### Text extract:
* Begin *

[arin-ppml] Revised -- Policy Proposal 2009-4: IPv4 Recovery Fund

Leo Bicknell bicknell at ufp.org
Sun Apr 12 09:25:38 EDT 2009


In a message written on Sat, Apr 11, 2009 at 08:00:00PM -0700, Leo Vegoda wrote:
> >     ARIN would never pay to get 10/8 back.  How many folks for which
> >     addressing is not their day to day job will fall for the sales
> >     pitch that since IP addresses are short 10/8 is now in use, and
> >     they can buy a chunk of it?
> 
> While there are doubtless a few people in the world that believe they don't
> need to go in to work on Monday because they have probably won a competition
> they never entered, they are few and far between. That's why the scammers
> need to send so many e-mails.
> 
> I think very few people will be spending the kind of money you have
> mentioned without doing some cursory due diligence work. And that will show
> them them whether there has been an industry-wide agreed change in the
> status of the RFC 1918 space.

* End *

### Given information:
* Begin *

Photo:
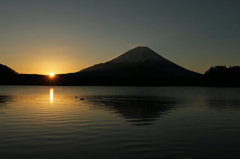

* End *

### To-do list:
[A] Answer these questions about the message on Policy Proposal 2009-4:
(i) Who wrote the earlier message that this one quotes?
(ii) What address block does the quoted text say ARIN would never pay to get back?
(iii) According to the reply, why do scammers need to send so many e-mails?
[B] Rename "10/8" as "172.16/12" in the part of the message on Policy Proposal 2009-4 that begins at the words "[arin-ppml] Revised -- Policy" and stops after "chunk of it?", and write out that part.

### Responses in order:
[A]
(i) Leo Vegoda
(ii) 10/8
(iii) The people who fall for such schemes are few and far between.

[B]
[arin-ppml] Revised -- Policy Proposal 2009-4: IPv4 Recovery Fund

Leo Bicknell bicknell at ufp.org
Sun Apr 12 09:25:38 EDT 2009


In a message written on Sat, Apr 11, 2009 at 08:00:00PM -0700, Leo Vegoda wrote:
> >     ARIN would never pay to get 172.16/12 back.  How many folks for which
> >     addressing is not their day to day job will fall for the sales
> >     pitch that since IP addresses are short 172.16/12 is now in use, and
> >     they can buy a chunk of it?